● **Directions**:
In the records below, start at the line containing "For every instance of the fingernail, mark" and stop after the line containing "[[295, 83], [216, 293], [350, 80], [317, 81], [301, 346]]". Pull out those lines word for word, including both ends.

● **Information given**:

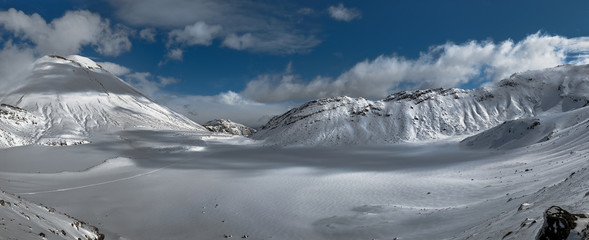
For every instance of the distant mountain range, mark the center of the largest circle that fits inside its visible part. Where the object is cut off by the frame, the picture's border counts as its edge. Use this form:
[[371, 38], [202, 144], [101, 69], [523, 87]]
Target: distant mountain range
[[425, 115], [67, 99]]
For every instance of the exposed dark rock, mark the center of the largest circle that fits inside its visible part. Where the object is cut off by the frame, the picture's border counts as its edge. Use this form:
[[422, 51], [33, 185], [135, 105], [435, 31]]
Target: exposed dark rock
[[559, 224]]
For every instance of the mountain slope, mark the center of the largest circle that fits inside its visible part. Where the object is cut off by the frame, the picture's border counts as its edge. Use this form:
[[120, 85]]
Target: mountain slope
[[67, 99], [430, 114]]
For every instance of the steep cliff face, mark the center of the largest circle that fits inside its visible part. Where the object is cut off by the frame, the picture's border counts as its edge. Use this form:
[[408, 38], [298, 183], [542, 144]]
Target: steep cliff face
[[430, 114]]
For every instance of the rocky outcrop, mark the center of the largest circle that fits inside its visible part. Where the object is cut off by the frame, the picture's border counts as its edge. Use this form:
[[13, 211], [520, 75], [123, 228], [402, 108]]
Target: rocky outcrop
[[229, 127], [559, 224]]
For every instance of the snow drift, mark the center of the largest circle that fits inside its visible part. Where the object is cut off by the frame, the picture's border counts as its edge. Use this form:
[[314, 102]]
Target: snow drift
[[64, 100], [423, 115]]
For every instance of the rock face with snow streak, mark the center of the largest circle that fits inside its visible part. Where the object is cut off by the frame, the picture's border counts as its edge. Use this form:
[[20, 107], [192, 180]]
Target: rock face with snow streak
[[227, 126], [65, 99], [430, 114]]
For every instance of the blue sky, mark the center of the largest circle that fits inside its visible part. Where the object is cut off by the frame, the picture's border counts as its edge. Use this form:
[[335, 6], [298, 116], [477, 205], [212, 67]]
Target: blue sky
[[248, 60]]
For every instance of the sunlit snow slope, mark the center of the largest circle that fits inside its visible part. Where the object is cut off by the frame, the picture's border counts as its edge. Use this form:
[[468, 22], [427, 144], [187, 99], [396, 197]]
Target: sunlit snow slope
[[64, 100], [431, 114]]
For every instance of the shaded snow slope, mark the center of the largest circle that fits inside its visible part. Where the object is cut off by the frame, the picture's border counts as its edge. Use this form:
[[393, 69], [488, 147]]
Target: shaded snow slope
[[21, 219], [227, 126], [430, 114], [64, 100]]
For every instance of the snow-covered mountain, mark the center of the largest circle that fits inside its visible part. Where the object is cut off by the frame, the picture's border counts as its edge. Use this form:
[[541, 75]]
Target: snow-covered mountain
[[65, 99], [431, 114], [227, 126]]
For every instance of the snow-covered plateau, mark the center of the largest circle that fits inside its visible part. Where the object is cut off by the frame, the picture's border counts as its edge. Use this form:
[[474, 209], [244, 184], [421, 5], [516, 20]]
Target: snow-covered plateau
[[508, 161]]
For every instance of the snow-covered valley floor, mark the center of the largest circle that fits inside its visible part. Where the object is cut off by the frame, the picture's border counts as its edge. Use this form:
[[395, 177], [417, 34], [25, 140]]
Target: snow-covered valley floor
[[182, 185]]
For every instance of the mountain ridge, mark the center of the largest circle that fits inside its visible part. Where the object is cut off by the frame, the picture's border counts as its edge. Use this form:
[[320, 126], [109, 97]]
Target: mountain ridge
[[424, 115]]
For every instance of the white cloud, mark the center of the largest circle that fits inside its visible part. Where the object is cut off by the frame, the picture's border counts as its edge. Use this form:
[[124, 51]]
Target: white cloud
[[175, 54], [447, 65], [198, 33], [164, 81], [228, 105], [267, 27], [148, 34], [306, 11], [15, 64], [114, 68], [342, 13], [68, 34], [239, 42]]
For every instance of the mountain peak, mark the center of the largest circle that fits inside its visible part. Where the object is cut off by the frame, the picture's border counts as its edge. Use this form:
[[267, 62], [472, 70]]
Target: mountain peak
[[70, 98]]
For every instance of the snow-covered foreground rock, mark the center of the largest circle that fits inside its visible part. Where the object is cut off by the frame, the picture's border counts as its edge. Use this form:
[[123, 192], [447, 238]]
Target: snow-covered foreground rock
[[430, 114], [137, 170], [65, 100], [21, 219]]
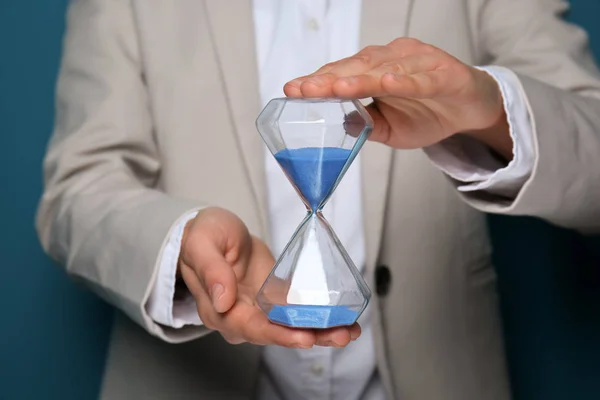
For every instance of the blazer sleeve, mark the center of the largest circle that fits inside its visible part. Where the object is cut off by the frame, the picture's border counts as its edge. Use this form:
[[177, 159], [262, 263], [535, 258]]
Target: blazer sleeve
[[101, 216], [562, 88]]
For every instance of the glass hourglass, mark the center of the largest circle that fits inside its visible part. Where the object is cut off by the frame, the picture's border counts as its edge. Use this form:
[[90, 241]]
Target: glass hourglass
[[314, 283]]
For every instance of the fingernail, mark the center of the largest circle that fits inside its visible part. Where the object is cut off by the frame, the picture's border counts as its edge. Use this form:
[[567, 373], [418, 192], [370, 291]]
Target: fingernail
[[295, 83], [216, 293], [350, 80], [317, 81], [301, 346]]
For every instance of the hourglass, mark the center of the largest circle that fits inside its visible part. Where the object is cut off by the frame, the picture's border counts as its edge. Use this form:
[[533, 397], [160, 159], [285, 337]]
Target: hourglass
[[314, 283]]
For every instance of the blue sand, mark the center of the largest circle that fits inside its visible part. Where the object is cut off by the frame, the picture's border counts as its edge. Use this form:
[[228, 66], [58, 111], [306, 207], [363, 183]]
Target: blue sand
[[308, 316], [314, 170]]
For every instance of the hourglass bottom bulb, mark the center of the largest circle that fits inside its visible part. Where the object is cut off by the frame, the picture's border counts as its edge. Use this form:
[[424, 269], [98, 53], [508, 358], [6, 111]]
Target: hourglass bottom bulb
[[310, 316]]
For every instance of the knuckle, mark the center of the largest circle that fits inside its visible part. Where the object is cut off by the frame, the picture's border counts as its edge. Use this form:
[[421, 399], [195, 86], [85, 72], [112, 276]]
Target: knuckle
[[395, 68], [405, 41], [208, 322], [232, 339], [362, 58]]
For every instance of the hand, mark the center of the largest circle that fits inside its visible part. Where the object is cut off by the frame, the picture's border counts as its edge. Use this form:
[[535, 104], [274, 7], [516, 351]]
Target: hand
[[224, 267], [421, 94]]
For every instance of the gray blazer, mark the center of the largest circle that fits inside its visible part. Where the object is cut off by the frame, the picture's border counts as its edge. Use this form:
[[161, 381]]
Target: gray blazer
[[155, 115]]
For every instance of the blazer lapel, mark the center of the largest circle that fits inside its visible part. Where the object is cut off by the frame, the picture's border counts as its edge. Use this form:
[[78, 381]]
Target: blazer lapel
[[382, 22], [232, 29]]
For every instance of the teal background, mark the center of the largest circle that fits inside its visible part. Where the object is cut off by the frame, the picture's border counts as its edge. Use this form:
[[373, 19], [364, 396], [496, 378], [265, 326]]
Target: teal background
[[53, 334]]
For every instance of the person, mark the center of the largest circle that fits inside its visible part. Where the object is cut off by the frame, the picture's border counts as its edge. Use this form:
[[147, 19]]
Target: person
[[161, 198]]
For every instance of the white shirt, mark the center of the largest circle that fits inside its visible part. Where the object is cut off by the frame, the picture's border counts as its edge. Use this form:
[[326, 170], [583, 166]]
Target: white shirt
[[294, 38]]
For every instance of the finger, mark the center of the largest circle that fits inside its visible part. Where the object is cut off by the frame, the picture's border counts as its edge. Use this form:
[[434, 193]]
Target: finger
[[256, 328], [382, 130], [319, 83], [216, 276], [206, 311], [370, 83], [338, 337], [421, 85]]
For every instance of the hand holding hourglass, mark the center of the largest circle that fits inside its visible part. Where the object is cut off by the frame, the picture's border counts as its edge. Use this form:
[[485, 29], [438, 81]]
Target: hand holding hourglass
[[224, 266], [422, 96]]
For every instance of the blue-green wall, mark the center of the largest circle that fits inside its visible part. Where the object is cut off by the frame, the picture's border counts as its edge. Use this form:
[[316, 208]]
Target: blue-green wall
[[550, 292], [53, 335]]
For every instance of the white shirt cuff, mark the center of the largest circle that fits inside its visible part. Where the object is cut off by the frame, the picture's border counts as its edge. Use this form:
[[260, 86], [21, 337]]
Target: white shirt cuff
[[162, 305], [473, 164]]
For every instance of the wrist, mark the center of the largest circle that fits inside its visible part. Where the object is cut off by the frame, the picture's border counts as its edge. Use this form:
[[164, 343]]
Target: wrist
[[496, 133], [184, 236]]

● **Response to this task**:
For every instance of the fingernail, mark the center of the largest circle that fits inside its visible part. Where the object is cut off by the frame, the picture's border counts as its edge. Use this form:
[[567, 373], [418, 192], [370, 291]]
Target: fingernail
[[295, 83], [216, 293], [350, 80], [317, 81], [301, 346]]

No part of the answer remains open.